EXERCISE PROMPT: Every entry must be duplicated precisely as written.

Records from a dataset
----------

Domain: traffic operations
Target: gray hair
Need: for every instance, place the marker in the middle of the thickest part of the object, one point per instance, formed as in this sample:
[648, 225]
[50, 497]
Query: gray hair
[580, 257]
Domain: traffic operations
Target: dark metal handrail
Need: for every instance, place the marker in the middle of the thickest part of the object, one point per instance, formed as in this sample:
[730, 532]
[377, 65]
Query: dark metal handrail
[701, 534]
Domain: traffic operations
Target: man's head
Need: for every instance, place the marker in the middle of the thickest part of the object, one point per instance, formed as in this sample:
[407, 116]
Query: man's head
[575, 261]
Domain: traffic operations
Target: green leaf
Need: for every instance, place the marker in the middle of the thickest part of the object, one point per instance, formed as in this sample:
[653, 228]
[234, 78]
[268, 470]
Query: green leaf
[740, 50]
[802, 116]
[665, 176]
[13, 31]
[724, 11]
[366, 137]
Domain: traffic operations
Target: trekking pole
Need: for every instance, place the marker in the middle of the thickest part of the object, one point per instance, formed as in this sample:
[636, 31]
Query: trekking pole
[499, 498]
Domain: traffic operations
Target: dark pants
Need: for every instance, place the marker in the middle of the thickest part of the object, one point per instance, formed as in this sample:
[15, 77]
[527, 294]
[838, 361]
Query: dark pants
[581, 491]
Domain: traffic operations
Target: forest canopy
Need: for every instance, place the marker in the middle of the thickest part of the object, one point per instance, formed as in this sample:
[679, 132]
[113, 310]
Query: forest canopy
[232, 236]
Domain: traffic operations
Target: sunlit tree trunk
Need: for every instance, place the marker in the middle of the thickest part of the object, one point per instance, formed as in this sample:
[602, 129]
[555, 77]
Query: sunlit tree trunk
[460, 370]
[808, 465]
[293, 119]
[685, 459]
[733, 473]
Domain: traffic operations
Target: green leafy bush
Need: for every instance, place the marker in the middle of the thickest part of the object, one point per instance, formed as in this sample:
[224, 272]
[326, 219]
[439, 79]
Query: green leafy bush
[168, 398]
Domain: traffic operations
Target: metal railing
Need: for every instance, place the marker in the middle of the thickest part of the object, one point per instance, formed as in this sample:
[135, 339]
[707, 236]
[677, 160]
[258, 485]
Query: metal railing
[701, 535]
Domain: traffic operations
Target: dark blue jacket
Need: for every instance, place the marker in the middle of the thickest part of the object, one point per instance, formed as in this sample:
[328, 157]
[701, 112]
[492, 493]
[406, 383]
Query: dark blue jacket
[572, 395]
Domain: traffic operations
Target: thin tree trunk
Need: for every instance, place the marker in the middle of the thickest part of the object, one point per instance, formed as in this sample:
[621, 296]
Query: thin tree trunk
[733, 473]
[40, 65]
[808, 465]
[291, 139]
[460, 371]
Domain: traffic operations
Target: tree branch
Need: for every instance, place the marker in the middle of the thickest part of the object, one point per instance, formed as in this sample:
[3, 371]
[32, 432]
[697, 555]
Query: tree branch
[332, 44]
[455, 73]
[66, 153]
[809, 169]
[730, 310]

----------

THE COMPLETED TASK:
Domain: traffic operations
Target: gray hair
Need: for every instance, place the marker in the middle of the thickest part of the object, one point per instance, formed as in this sample:
[648, 225]
[50, 497]
Query: gray hair
[580, 257]
Domain: traffic operations
Target: dark metal handrail
Need: for every instance, place the marker in the middle of the thickest part of the object, one point per instance, formed as in this sample:
[730, 532]
[377, 65]
Query: dark metal handrail
[701, 534]
Domain: traffic operations
Target: man's head
Need: for every instance, place the marker in the middle of the thickest part of the object, one point per instance, formed as in this sample:
[407, 116]
Query: man's head
[575, 261]
Domain: traffic operations
Target: green leaf
Need: for every instance, place the marker in the middle of the thickest part of the object, one point per instance, formed as in this sample:
[653, 228]
[234, 78]
[268, 470]
Query: green leaf
[740, 50]
[802, 116]
[665, 176]
[13, 31]
[724, 11]
[366, 137]
Domain: traffic operations
Target: trekking pole
Need: for every instance, place the marker in the middle of the thickest part of the object, one point per instance, formed as in this sample:
[636, 31]
Query: trekking pole
[499, 498]
Domain: traffic operations
Target: dark pants
Need: for every instance, place the marker in the middle of the thickest part of the object, one point per instance, formed as in this sample:
[15, 77]
[527, 294]
[838, 361]
Query: dark pants
[581, 491]
Domain: traffic operations
Target: forest canopy
Need: for every instance, place the marker in the middle of the thickest part of the object, one point per instance, formed as in this sample:
[679, 132]
[113, 310]
Query: forest canopy
[232, 236]
Domain: traffic operations
Target: sunlit tree trunk
Need: for every instance, place the marker in the middle of the thickest part of the object, one point per instance, formed as in this sample:
[602, 129]
[555, 77]
Query: sunlit tree trunk
[460, 370]
[808, 465]
[293, 119]
[685, 459]
[733, 473]
Domain: traffic operations
Target: green leafy bush
Need: for every instance, place the marker in the middle of the thickest part of the object, one point per instance, formed as in this sample:
[224, 272]
[326, 219]
[439, 79]
Query: green leafy bush
[168, 398]
Domain: traffic operations
Target: metal railing
Need: for every instance, place the marker in the middle of the thickest part of the object, one point per instance, formed as in this sample:
[135, 339]
[707, 236]
[677, 160]
[258, 485]
Query: metal railing
[701, 535]
Domain: traffic operations
Target: dark blue jacket
Need: for every instance, place the marker in the middle of the thickest part of the object, one point per instance, formed as in this sample:
[328, 157]
[701, 112]
[492, 493]
[406, 383]
Query: dark blue jacket
[572, 395]
Domain: traffic operations
Target: thin tree trunk
Need: for every instance, place the marker in the middle of the thickest part of the object, one point per instance, formed as in this sample:
[621, 296]
Query: thin tree trunk
[733, 473]
[40, 65]
[808, 465]
[291, 139]
[460, 371]
Domain: traffic operations
Target: tree branch
Need: for every instance, place the marker in the middle of the thickest part of the object, one point per instance, formed as in this sample:
[3, 371]
[32, 432]
[697, 555]
Query: tree branch
[332, 44]
[455, 73]
[66, 153]
[809, 169]
[730, 310]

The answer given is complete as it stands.